== EXCERPTED DATA ==

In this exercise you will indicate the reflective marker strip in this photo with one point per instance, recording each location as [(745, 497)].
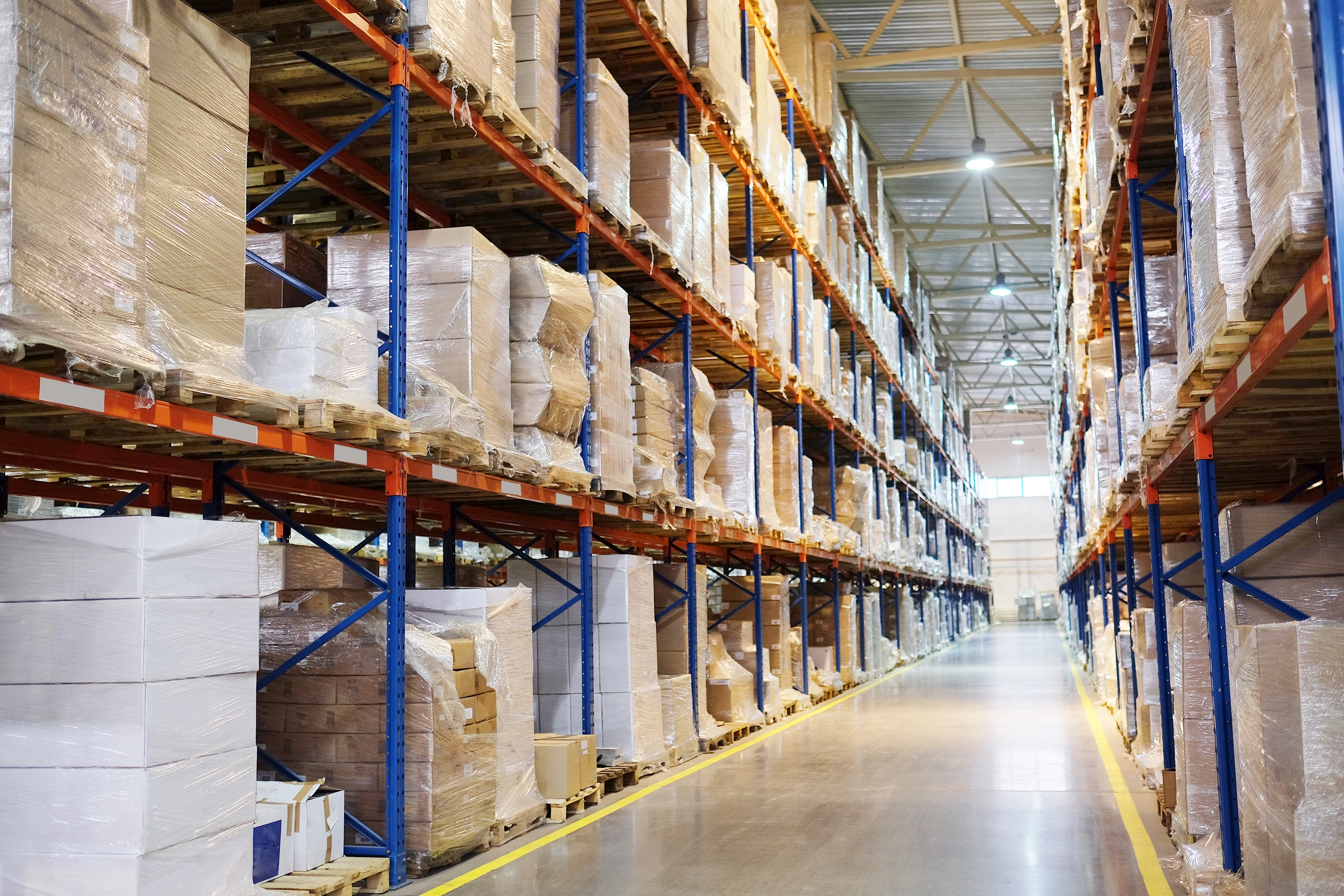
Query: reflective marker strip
[(346, 454), (234, 431), (72, 396)]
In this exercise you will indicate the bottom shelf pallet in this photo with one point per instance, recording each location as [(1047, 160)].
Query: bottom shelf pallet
[(342, 878)]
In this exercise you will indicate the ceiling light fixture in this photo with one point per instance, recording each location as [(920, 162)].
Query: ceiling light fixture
[(979, 160)]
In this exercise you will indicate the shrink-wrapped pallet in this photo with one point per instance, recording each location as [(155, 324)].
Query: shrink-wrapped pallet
[(456, 311), (702, 410), (327, 716), (1280, 128), (609, 349), (660, 194), (732, 428), (76, 136), (315, 353), (628, 702), (128, 708), (537, 46), (1287, 714), (678, 718), (499, 625), (608, 142), (295, 257), (1301, 567), (702, 224), (550, 316)]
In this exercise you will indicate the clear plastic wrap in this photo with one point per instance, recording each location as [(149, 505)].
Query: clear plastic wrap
[(537, 57), (128, 556), (608, 140), (327, 716), (315, 353), (678, 719), (660, 194), (703, 402), (456, 316), (499, 622), (628, 704), (1301, 569), (76, 136), (730, 688), (609, 350)]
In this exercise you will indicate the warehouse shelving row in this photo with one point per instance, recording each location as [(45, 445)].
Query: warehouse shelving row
[(82, 444), (1277, 401)]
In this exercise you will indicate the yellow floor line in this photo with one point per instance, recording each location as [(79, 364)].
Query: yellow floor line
[(584, 821), (1144, 851)]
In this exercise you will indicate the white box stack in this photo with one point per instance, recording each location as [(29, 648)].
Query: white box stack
[(129, 706)]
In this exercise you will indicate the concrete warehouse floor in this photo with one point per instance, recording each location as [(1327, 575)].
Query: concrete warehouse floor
[(972, 773)]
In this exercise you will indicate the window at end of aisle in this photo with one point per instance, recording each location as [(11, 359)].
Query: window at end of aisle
[(1022, 487)]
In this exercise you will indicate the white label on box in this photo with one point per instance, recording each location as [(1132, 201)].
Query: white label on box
[(347, 454), (230, 429), (72, 396)]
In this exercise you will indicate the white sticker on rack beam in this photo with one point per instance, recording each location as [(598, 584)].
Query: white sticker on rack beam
[(347, 454), (1244, 371), (72, 396), (1295, 310), (228, 428)]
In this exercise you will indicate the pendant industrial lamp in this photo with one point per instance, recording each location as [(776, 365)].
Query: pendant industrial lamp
[(979, 160)]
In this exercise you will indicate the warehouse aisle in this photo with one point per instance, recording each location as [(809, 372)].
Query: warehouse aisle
[(975, 773)]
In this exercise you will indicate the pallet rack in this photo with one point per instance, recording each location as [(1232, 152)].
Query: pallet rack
[(100, 447), (1279, 398)]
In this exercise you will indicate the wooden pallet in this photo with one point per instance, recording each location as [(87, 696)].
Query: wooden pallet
[(558, 810), (340, 878), (506, 831)]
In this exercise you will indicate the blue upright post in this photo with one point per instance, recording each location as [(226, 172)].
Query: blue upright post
[(1328, 45), (1222, 691), (1164, 672), (396, 488)]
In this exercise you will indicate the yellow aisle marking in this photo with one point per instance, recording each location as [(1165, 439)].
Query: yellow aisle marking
[(1144, 851), (584, 821)]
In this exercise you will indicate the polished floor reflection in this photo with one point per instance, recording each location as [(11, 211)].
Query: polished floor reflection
[(974, 773)]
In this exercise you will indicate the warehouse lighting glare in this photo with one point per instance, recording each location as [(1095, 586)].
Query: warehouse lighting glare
[(979, 159)]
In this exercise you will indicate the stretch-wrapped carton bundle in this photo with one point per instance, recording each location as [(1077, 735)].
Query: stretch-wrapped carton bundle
[(702, 409), (609, 347), (456, 310), (315, 353), (1280, 129), (74, 136), (660, 194), (537, 46), (327, 719), (734, 445), (628, 702), (608, 140), (1287, 710), (128, 707), (499, 625), (1221, 214), (550, 316)]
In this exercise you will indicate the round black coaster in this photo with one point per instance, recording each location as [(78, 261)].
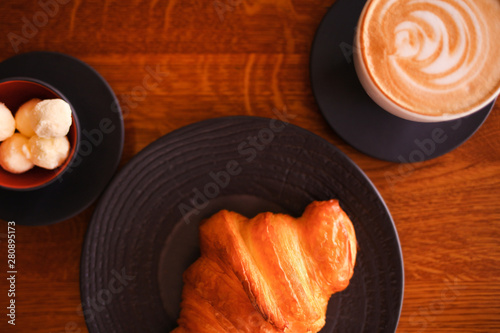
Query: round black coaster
[(100, 147)]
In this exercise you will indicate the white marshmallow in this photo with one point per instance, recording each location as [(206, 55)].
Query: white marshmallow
[(14, 154), (23, 117), (48, 153), (7, 123), (51, 118)]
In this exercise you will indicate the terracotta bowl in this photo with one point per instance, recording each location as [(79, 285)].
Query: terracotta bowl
[(13, 93)]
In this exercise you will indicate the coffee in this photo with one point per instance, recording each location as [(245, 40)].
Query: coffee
[(431, 58)]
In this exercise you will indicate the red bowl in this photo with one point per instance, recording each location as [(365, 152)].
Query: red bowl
[(13, 93)]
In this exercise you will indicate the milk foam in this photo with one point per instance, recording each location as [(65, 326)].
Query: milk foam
[(418, 50)]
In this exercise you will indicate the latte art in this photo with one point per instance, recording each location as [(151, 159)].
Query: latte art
[(432, 56), (426, 39)]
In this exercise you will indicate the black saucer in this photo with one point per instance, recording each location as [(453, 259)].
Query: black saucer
[(355, 117), (98, 111)]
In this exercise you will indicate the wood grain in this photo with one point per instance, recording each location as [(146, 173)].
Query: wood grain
[(233, 57)]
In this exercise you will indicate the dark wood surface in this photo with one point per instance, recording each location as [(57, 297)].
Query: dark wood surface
[(246, 57)]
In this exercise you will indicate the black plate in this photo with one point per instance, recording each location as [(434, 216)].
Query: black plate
[(355, 117), (142, 236), (100, 149)]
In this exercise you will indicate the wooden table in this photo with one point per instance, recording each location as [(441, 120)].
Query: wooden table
[(245, 57)]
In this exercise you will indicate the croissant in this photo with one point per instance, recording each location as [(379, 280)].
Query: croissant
[(271, 273)]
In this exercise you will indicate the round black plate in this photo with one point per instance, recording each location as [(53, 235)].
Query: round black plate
[(101, 131), (355, 117), (144, 231)]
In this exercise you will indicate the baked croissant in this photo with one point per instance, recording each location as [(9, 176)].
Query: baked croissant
[(271, 273)]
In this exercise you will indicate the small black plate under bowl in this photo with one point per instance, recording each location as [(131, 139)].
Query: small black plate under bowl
[(144, 232), (355, 117), (100, 146)]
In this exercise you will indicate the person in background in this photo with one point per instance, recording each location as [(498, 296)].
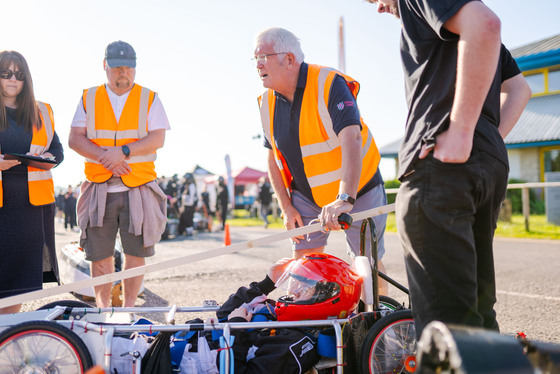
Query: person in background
[(118, 127), (189, 201), (69, 209), (264, 197), (27, 197), (465, 93), (222, 201)]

===

PROBLEM REQUIREMENTS: Repeat the rows above line for line, leaving out the pictures.

RESPONSE TO THIS TASK:
In this exercise you will indicate the reflective marker strip in this photo with one point per instance, recording each location as [(745, 497)].
Query: reflective marker strip
[(346, 454), (234, 431), (72, 396)]
In this exercise you will indicate the bottom shelf pallet in this photo with one point per instance, recording each location as [(1047, 160)].
Query: bottom shelf pallet
[(342, 878)]
In this exercise you will indicate the ceiling light fixture in this photo with one point per instance, recording each location as [(920, 162)].
Query: ceiling light fixture
[(979, 160)]
In this exercise you will indicate the shrink-wrapped pallet in this photo with one point per instance, recording each location as [(155, 324)].
Query: shrink-wrapped pallet
[(456, 311), (702, 410), (327, 716), (1280, 128), (609, 349), (660, 194), (732, 428), (76, 136), (315, 353), (628, 702), (128, 708), (537, 46), (1287, 714), (678, 718), (499, 625), (608, 142), (295, 257), (1301, 567), (702, 224), (550, 316)]
In this exercise you will indicate the clear plastic wrap in this photo with one point per instance, recording each location as [(149, 505)].
Query: clear plastic wrap
[(537, 57), (128, 556), (608, 140), (327, 716), (315, 353), (678, 719), (660, 194), (703, 402), (456, 316), (499, 622), (628, 704), (1301, 569), (76, 136), (730, 688), (609, 350)]
In this exercise you will indicate the warehouse shelving row in this photo with one point per instance, recording each location as [(45, 445)].
Query: warehouse shelving row
[(82, 444), (1277, 401)]
In this exercise you will indicate the yellow floor line in this photo with one point per instance, recording each location as [(79, 364)].
Query: yellow floor line
[(584, 821), (1144, 851)]
In this exercise you will indicate the white box stack in this photo with one point per instance, recording each location as [(29, 648)].
Query: white box stack
[(129, 706)]
In this exercise you will indicate the concrete warehouse floor in this photo with one point per instance, recording each location as [(1327, 575)].
Query: concrete warehouse floor
[(972, 773)]
In this exercise you will indicate the window at end of aisle in this photo with one point per instance, recording each location as [(11, 359)].
Query: window at end of aisle
[(1022, 487)]
In this exercise you will indicate the white label on box in this photo with one point per instance, recording each location as [(1132, 201)].
Query: white label on box
[(347, 454), (230, 429), (72, 396)]
In this exercise you will indicate the white sticker on rack beam in this photo with one point per instance, recording each location as [(598, 584)].
Query: white sticker on rack beam
[(347, 454), (1244, 371), (72, 396), (1295, 310), (228, 428)]
In this exercise you will indicate the pendant industrial lamp in this photo with one point per instance, recording each location as [(776, 365)].
Query: pendant industrial lamp
[(979, 160)]
In this exercise you will indicate the warehouse aisle in this photo with one point per instance, recording each location as [(809, 372)].
Query: warehouse aisle
[(975, 773)]
In this exercise you will indicate the pallet rack in this photo with one point per instance, recording each location as [(1232, 152)].
Query: pallet rack
[(100, 447), (1279, 398)]
In this exercise you will indicate the wooden pallet in this photo with one point per instance, recording each location as [(87, 696)].
Query: wooden pallet
[(558, 810), (340, 878), (506, 831)]
In this exercise you will indicate the blue upright post in this photo with one point per instance, recording each location as [(226, 172)].
Query: blue upright post
[(1328, 45), (1222, 691), (1164, 672), (396, 488)]
In this exercise you will indicate the yellow aisle marking in this photo with one point per instance, recording each location as [(1165, 439)].
Query: yellow aisle marking
[(1144, 851), (584, 821)]
In this exercise you will indicate the polished floor reflection in this photo with one point per instance, recording each location as [(11, 211)].
Query: polished floor reflection
[(974, 773)]
In this exercise you will indicate the warehouse lighting glare in this photo with one point per instance, recording each location as [(1095, 586)].
Query: warehouse lighting glare
[(979, 159)]
In this exercise you will indicate the stretch-wrapped carton bundle in this photo with one point per instance, recording each location as [(1077, 735)].
Query: stretch-wrapped carton bundle
[(702, 409), (609, 347), (456, 310), (315, 353), (1280, 129), (74, 136), (660, 194), (537, 46), (327, 719), (734, 445), (628, 702), (608, 140), (1287, 710), (128, 707), (499, 625), (1221, 214), (550, 316)]
In this exercise you will indicate the round black coaster in this photo with one point per instance, recording each location as [(78, 261)].
Query: round black coaster
[(100, 147)]
In this exercise you will indicate the white marshmallow in this photo with one point per instance, recording each location as [(206, 55)].
Query: white marshmallow
[(14, 154), (23, 117), (48, 153), (7, 123), (51, 118)]
In this exercise you will indicate the terracotta bowl in this photo with one point per instance, recording each location as [(79, 285)].
Query: terracotta bowl
[(13, 93)]
In this exercise you will indicate the coffee in this photo with one point per instance, recording each location as [(245, 40)].
Query: coffee
[(431, 58)]
In this exercise you will indicate the red bowl in this photo with one point per instance, recording each location as [(365, 152)].
Query: red bowl
[(13, 93)]
In this exercise you will indicate the milk foam in this photo with one point per instance, recording each location as [(65, 326)].
Query: milk foam
[(418, 50)]
In this exercise you will indicate the latte art in this photo with one point per instance, recording each location as [(151, 159)].
Query: latte art
[(432, 56), (426, 39)]
In this exercise you will indicate the black saucer in this photo with one point per instance, recording each location as [(453, 259)].
Query: black saucer
[(355, 117), (98, 111)]
In this exercise you will indicate the wood grain in this photo with one point per instance, recording each location as [(146, 173)].
Query: wood grain
[(233, 57)]
In this exercise you will indicate the dark wood surface in this photo with one point per instance, recording each location as [(57, 297)].
Query: dark wood surface
[(246, 57)]
In this exercise you will indicate the black plate in this photo with one point per instance, recording each location as [(434, 216)].
Query: black plate
[(355, 117), (142, 236), (100, 149)]
In this exercise you will indicate the wooden table in this photo with one point per instance, recording each location as [(441, 120)].
Query: wooden table
[(245, 57)]
In this exercise you will indicate the croissant in this photo with one point per instance, recording each location as [(379, 280)].
Query: croissant
[(271, 273)]
In this exercise you will indicate the round black plate in this photo with one point per instance, recording each location as [(53, 235)].
Query: round black plate
[(101, 131), (355, 117), (144, 231)]
In this exercise you will indicate the baked croissant in this photo with one point per instance, recording each location as [(9, 176)].
Query: baked croissant
[(271, 273)]
In this exercise you will indicate the small black plate under bowl in this photo with one point per instance, recording each location as [(131, 139)].
Query: small black plate under bowl
[(144, 232), (355, 117), (100, 146)]
In this exercise you will indicate the person in background in this photo with one point per instance, recording each location as [(498, 296)].
Query: person in background
[(118, 127), (189, 201), (69, 209), (264, 197), (27, 197), (465, 93), (222, 201)]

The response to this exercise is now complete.